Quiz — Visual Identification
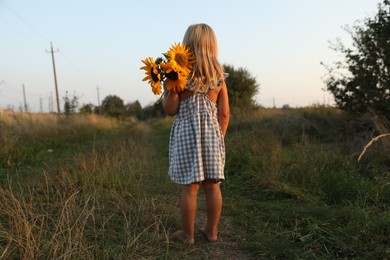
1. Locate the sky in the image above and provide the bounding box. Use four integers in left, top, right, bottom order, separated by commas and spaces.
0, 0, 382, 112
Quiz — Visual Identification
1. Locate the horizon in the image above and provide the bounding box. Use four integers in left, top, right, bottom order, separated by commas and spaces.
0, 0, 382, 112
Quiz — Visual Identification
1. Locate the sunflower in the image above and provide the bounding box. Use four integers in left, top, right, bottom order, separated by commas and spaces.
160, 63, 187, 92
140, 57, 161, 95
165, 43, 194, 76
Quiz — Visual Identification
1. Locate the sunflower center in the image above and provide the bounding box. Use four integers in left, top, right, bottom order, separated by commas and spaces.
150, 68, 160, 82
175, 53, 188, 67
166, 70, 179, 80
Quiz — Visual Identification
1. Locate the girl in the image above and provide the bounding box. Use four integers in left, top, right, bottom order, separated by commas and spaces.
163, 24, 230, 245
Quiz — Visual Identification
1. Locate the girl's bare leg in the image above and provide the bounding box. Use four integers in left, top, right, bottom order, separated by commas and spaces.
180, 183, 199, 240
202, 180, 222, 241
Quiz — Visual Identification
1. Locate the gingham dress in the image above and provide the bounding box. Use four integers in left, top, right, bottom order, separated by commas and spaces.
169, 86, 225, 184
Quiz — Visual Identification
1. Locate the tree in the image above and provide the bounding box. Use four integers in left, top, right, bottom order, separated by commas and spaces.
64, 91, 79, 116
101, 95, 126, 119
325, 0, 390, 116
223, 65, 259, 111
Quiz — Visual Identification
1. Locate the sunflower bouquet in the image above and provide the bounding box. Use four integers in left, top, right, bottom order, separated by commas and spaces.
140, 43, 194, 95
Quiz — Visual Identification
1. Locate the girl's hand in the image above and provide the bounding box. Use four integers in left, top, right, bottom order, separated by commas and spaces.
163, 91, 180, 116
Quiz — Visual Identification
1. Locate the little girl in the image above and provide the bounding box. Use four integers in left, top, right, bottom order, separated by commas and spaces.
163, 24, 230, 245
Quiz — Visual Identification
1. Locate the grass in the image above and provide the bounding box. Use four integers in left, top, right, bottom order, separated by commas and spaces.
0, 107, 390, 259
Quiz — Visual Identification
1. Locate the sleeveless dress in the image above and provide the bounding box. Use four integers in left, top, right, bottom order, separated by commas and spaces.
168, 84, 225, 184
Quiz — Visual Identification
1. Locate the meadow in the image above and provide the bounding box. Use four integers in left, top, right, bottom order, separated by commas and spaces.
0, 107, 390, 259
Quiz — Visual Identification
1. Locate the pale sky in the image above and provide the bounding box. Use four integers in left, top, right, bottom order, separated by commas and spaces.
0, 0, 382, 112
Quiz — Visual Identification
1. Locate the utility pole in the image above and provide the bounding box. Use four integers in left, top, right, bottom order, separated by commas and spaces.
46, 43, 61, 115
39, 97, 43, 113
96, 85, 100, 107
22, 84, 28, 113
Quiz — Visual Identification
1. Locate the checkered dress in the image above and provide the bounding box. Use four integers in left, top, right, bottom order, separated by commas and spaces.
169, 93, 225, 184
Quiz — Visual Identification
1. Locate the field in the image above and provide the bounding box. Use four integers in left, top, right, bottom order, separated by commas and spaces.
0, 107, 390, 259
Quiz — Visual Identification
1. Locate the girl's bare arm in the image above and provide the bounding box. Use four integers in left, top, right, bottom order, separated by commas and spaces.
217, 82, 230, 137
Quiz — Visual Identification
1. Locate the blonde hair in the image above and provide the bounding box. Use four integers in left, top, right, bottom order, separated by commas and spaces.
183, 23, 223, 91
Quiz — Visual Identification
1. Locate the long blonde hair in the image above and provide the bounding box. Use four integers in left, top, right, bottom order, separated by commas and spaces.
183, 23, 223, 91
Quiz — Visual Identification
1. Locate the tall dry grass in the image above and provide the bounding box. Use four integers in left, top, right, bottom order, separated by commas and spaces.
0, 125, 176, 259
0, 110, 119, 169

### The task:
Can you print the items verbatim, from the first line of the items up to and including the line containing "202, 180, 222, 241", leaving out the picture?

### Task output:
Quiz — Visual Identification
1. Locate the sky in the image above and provide the bounding box. Use four integers in left, top, right, bottom order, separated by commas and spaces.
0, 0, 382, 112
Quiz — Visual Identification
1. Locate the horizon in the image above and provide the bounding box. Use four integers in left, top, right, bottom order, separated by commas and spaces.
0, 0, 382, 112
Quiz — Visual Identification
1. Locate the sunflower in the image above and provide the bounding box. Use four integers in left, top, right, bottom order, separated by commas and spaces.
160, 63, 187, 92
140, 57, 161, 95
165, 43, 194, 76
Quiz — Visual Identification
1. Locate the sunflower center in the image above and provide the bounding box. Use four integers in left, top, right, bottom order, separated by commas and spaces.
150, 68, 160, 82
175, 53, 188, 67
166, 70, 179, 80
Quiz — Visual Identification
1. Locate the girl in the image above and provide the bounding box. Use four integers in left, top, right, bottom order, separated by commas and spaces.
163, 24, 230, 245
Quiz — Visual Identification
1. Locate the girl's bare leg in the image above and provide the bounding box. Use four integers in left, top, right, bottom order, separated by commas and spaces.
180, 183, 199, 240
202, 180, 222, 241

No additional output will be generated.